Task details: Print every line of the listing below exactly as it appears, without changing a word.

▬▬▬▬▬▬

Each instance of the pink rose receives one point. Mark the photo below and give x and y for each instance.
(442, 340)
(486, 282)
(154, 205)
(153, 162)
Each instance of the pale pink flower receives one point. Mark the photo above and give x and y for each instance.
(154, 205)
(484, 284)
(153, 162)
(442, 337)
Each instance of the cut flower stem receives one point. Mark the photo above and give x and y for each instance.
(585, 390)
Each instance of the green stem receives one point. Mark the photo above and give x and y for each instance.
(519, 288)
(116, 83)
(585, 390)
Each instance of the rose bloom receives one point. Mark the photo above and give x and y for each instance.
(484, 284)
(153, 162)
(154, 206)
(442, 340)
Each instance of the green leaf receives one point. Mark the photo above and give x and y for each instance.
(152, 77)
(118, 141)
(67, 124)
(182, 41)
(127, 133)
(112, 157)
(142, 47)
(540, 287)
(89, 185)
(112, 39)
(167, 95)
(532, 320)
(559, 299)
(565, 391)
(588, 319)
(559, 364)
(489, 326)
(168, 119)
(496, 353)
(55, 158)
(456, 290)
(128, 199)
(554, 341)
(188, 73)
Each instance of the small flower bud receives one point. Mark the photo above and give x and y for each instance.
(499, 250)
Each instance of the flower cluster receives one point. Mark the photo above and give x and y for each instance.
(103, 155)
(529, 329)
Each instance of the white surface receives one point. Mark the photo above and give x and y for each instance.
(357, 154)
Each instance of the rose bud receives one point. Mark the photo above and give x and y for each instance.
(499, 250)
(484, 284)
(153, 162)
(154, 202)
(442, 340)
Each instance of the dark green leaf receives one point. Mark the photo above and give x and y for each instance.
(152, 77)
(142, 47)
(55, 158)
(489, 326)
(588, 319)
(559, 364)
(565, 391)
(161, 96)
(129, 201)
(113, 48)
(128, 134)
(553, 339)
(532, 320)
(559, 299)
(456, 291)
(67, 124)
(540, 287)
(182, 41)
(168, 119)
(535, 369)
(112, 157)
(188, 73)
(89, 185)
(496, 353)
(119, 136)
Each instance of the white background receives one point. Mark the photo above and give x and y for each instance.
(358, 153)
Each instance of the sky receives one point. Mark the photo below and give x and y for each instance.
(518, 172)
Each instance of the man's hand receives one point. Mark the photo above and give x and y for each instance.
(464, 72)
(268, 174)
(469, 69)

▬▬▬▬▬▬

Response below:
Each instance of the pink rose receives one point. Mark the photo below and give x and y for each instance.
(442, 340)
(486, 282)
(154, 205)
(153, 162)
Each instance of the pale pink flower receives one point. Mark the photo above and give x and y for each instance.
(154, 205)
(484, 284)
(153, 162)
(442, 337)
Each instance of the cut flower stem receives one point. Mark the photo above and give x and y for each instance.
(585, 390)
Each instance of the green stem receives one point. Mark the photo above and give x and y for each instance.
(519, 288)
(116, 83)
(585, 390)
Each instance of the rose bloom receives one point. Mark the photo above and give x and y for each instance.
(484, 284)
(153, 162)
(154, 206)
(442, 340)
Each instance of the green leaf receives one point. Mark the photo above and give x and y for each instance.
(152, 77)
(118, 141)
(67, 124)
(182, 41)
(127, 133)
(112, 157)
(142, 47)
(540, 287)
(89, 185)
(112, 39)
(167, 95)
(532, 320)
(559, 299)
(565, 391)
(588, 319)
(559, 364)
(489, 326)
(168, 119)
(496, 353)
(55, 158)
(456, 290)
(128, 199)
(554, 341)
(188, 73)
Each instance of the small flower bud receives one point. Mark the photo above and give x and y for each instance.
(499, 250)
Each instance of the flower cluster receives one point. Mark the photo above and give x and y for each instance.
(103, 155)
(529, 329)
Each instance of the white surface receives one point. Mark the photo above and give x and y for each instance.
(357, 154)
Each instance of the rose bud receives one point. Mark the photo above and give x and y for each instance.
(499, 250)
(484, 284)
(153, 162)
(154, 202)
(442, 340)
Each instance of the dark green leaf receives one point. Mark the photo above and give x and y for each instance.
(152, 77)
(142, 47)
(55, 158)
(489, 326)
(588, 319)
(559, 364)
(565, 391)
(161, 96)
(129, 201)
(113, 48)
(128, 134)
(553, 339)
(532, 320)
(559, 299)
(456, 291)
(67, 124)
(540, 287)
(182, 41)
(168, 119)
(535, 369)
(112, 157)
(188, 73)
(89, 185)
(496, 353)
(119, 136)
Each instance of the white background receives one point. Mark the photo above and give x and y for each instance.
(358, 153)
Each instance of the sky receives one point. Mark the photo below and give x and y for each instance.
(518, 172)
Each instance of the man's hand receives one point. Mark the photo above and give x and y for each instance.
(464, 72)
(268, 174)
(469, 69)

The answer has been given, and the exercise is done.